What to do
Would you restate the entries below exactly, keeping every line?

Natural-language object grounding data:
**********
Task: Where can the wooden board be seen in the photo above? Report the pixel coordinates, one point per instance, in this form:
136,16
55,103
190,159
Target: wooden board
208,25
**********
Problem solution
Task: Where can the wooden board be seen in the photo above? Report the pixel coordinates, one point per instance, in this form:
136,16
55,103
190,159
Target: wooden board
208,25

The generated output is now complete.